- Records supplied -

===============

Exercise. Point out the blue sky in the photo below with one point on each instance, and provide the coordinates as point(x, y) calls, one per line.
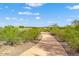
point(30, 14)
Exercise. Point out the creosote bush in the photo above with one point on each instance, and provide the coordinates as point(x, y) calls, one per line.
point(16, 35)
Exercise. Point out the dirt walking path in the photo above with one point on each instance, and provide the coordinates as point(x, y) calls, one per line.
point(48, 46)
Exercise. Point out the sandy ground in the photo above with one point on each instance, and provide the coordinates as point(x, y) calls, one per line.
point(15, 50)
point(48, 46)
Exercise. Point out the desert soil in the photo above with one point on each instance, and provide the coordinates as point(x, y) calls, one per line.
point(47, 46)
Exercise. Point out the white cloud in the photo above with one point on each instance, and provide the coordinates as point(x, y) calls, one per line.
point(75, 7)
point(37, 13)
point(37, 17)
point(25, 13)
point(28, 7)
point(28, 13)
point(12, 10)
point(13, 18)
point(5, 6)
point(34, 4)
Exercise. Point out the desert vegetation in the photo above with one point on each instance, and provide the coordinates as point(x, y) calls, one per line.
point(68, 34)
point(15, 35)
point(12, 35)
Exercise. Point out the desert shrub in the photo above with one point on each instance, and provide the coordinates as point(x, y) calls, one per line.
point(69, 34)
point(14, 35)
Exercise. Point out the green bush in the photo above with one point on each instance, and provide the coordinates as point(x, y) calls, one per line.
point(14, 35)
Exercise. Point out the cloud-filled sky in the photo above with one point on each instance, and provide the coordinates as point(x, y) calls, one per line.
point(30, 14)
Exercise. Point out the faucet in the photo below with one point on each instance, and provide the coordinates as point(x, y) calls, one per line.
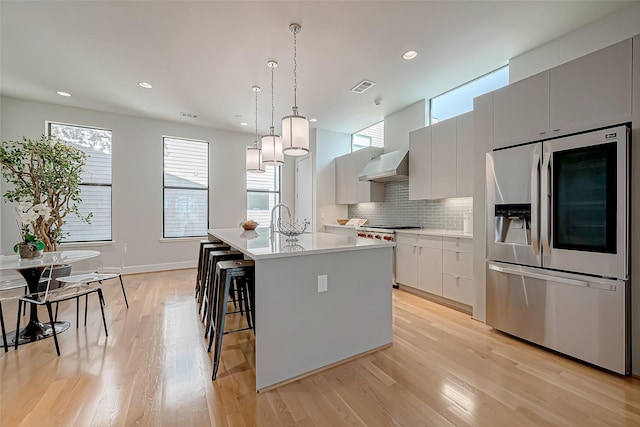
point(271, 224)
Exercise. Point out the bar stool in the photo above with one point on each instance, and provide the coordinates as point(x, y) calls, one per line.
point(205, 248)
point(208, 303)
point(226, 273)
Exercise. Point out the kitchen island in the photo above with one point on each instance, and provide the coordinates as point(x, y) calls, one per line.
point(300, 326)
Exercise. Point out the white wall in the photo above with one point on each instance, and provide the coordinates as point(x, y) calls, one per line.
point(619, 26)
point(635, 209)
point(398, 125)
point(137, 178)
point(326, 146)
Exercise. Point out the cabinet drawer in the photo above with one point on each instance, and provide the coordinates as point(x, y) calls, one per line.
point(457, 264)
point(425, 241)
point(457, 244)
point(408, 239)
point(458, 289)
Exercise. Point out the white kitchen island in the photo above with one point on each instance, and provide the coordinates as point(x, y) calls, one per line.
point(300, 329)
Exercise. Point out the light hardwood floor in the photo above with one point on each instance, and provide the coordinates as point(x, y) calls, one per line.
point(153, 370)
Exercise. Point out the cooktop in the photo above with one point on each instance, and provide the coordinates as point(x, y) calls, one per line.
point(393, 227)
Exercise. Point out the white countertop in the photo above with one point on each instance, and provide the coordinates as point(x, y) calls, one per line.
point(259, 245)
point(435, 232)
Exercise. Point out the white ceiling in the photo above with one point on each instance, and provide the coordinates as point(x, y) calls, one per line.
point(203, 57)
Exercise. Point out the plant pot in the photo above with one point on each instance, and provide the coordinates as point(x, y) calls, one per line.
point(26, 251)
point(58, 271)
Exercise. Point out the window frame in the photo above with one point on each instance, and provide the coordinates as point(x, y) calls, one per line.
point(64, 241)
point(431, 118)
point(164, 186)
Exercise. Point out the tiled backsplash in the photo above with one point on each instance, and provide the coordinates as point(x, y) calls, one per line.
point(397, 209)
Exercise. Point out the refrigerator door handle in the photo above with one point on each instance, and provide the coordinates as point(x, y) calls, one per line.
point(535, 187)
point(545, 211)
point(565, 280)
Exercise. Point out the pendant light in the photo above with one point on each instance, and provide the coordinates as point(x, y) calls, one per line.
point(254, 154)
point(272, 143)
point(295, 128)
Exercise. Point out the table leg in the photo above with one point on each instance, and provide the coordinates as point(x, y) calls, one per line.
point(35, 330)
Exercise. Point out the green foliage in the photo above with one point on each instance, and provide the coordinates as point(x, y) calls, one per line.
point(44, 171)
point(32, 241)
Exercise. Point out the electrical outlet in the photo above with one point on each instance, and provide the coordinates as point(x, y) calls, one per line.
point(322, 283)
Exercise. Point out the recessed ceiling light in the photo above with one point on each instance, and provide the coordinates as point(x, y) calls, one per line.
point(409, 55)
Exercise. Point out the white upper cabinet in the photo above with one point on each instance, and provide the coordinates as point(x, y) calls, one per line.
point(521, 111)
point(341, 180)
point(592, 90)
point(443, 160)
point(420, 164)
point(349, 189)
point(464, 157)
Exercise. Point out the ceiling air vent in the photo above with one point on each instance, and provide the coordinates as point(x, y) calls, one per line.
point(362, 86)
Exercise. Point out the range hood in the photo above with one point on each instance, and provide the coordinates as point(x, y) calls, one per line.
point(393, 166)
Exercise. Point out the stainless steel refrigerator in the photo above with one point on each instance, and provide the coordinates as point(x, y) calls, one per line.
point(558, 244)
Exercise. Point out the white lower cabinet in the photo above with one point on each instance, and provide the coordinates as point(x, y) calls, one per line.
point(407, 264)
point(430, 270)
point(442, 266)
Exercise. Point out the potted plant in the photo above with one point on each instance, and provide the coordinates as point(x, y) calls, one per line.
point(45, 176)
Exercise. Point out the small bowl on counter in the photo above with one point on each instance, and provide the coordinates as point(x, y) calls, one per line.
point(249, 225)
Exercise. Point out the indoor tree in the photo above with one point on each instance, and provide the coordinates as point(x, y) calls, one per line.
point(43, 172)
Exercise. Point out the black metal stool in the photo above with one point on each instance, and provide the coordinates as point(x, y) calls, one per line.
point(226, 273)
point(203, 258)
point(208, 292)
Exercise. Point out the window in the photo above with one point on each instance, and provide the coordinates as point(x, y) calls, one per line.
point(186, 188)
point(460, 99)
point(263, 193)
point(373, 136)
point(95, 188)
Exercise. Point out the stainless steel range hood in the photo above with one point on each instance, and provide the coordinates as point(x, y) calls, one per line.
point(393, 166)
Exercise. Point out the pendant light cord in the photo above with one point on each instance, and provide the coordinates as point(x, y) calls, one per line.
point(255, 142)
point(295, 69)
point(271, 130)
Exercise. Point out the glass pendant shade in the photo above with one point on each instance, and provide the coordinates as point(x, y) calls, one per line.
point(272, 149)
point(295, 135)
point(254, 160)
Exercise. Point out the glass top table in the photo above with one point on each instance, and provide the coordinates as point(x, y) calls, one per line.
point(31, 269)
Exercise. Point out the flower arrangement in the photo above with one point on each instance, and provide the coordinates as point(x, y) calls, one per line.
point(45, 176)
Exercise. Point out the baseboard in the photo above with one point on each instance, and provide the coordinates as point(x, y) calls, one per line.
point(150, 268)
point(467, 309)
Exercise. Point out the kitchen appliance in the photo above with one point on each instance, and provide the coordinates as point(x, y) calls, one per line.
point(392, 166)
point(558, 244)
point(387, 233)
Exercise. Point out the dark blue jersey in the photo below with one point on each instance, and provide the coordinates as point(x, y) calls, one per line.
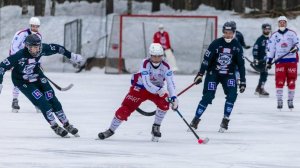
point(259, 48)
point(26, 67)
point(240, 38)
point(223, 58)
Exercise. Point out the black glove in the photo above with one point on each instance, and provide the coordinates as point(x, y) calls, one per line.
point(294, 49)
point(198, 78)
point(242, 87)
point(247, 47)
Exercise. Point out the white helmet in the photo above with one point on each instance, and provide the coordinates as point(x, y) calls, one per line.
point(156, 49)
point(34, 21)
point(282, 18)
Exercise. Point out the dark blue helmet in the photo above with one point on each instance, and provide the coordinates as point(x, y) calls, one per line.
point(229, 26)
point(266, 26)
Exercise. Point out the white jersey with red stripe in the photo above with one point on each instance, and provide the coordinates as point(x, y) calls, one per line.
point(18, 40)
point(280, 43)
point(152, 79)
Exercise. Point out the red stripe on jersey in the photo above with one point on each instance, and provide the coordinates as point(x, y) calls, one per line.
point(145, 63)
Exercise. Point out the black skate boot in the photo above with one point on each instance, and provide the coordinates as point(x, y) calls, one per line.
point(156, 134)
point(279, 104)
point(71, 129)
point(105, 134)
point(15, 106)
point(224, 124)
point(263, 93)
point(60, 131)
point(290, 104)
point(195, 122)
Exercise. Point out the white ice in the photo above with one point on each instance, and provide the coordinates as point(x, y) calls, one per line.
point(259, 136)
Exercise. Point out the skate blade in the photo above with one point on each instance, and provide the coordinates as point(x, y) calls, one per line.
point(15, 110)
point(155, 139)
point(222, 130)
point(76, 135)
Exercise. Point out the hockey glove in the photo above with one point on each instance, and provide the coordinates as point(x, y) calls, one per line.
point(198, 78)
point(294, 49)
point(162, 92)
point(174, 102)
point(242, 87)
point(76, 59)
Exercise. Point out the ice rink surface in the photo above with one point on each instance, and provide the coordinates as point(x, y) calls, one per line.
point(259, 136)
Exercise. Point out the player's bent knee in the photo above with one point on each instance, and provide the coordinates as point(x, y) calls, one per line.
point(291, 84)
point(123, 113)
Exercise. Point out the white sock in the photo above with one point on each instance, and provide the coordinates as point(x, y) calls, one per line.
point(159, 116)
point(291, 94)
point(279, 93)
point(115, 123)
point(16, 92)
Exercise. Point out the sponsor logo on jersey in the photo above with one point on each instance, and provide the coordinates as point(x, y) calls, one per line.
point(49, 94)
point(169, 73)
point(145, 73)
point(231, 83)
point(132, 98)
point(284, 45)
point(224, 59)
point(226, 50)
point(212, 85)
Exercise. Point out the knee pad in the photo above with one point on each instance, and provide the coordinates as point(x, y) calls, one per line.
point(291, 84)
point(123, 113)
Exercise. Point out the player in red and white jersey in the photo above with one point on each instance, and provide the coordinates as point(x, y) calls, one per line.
point(148, 84)
point(18, 44)
point(281, 42)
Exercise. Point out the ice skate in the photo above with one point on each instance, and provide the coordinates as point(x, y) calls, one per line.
point(71, 129)
point(60, 131)
point(290, 104)
point(224, 125)
point(106, 134)
point(156, 134)
point(279, 104)
point(15, 106)
point(194, 123)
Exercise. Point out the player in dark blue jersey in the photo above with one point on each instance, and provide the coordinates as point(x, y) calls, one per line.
point(260, 58)
point(30, 79)
point(220, 61)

===============

- Exercise instructions -
Please return only the lines from the one with "Exercise. Point out the knee" through the end of the listing, each exactly as written, first and last included.

- Answer for this exercise -
Exercise. Point out the knee pad in the photo above with one point on each instance, and provide the coordinates as point(x, y) calls, one per line.
point(291, 84)
point(123, 113)
Exercise. Point out the player in red and white jersey in the photo above with one point on each instance, and provide the coordinates as point(x, y) calls, one per line.
point(148, 84)
point(18, 44)
point(281, 42)
Exercise. Point out the ice skate in the photo above with one point on each instance, and provide the coordinates as point(x, y) calls, one per line.
point(71, 129)
point(60, 131)
point(290, 104)
point(224, 125)
point(106, 134)
point(156, 134)
point(279, 104)
point(15, 106)
point(194, 123)
Exercise. Point out the player in dark blue jersey in the photo above with one point on each instance, and provide the coordinates as point(x, y) calls, one per line.
point(260, 58)
point(30, 79)
point(220, 61)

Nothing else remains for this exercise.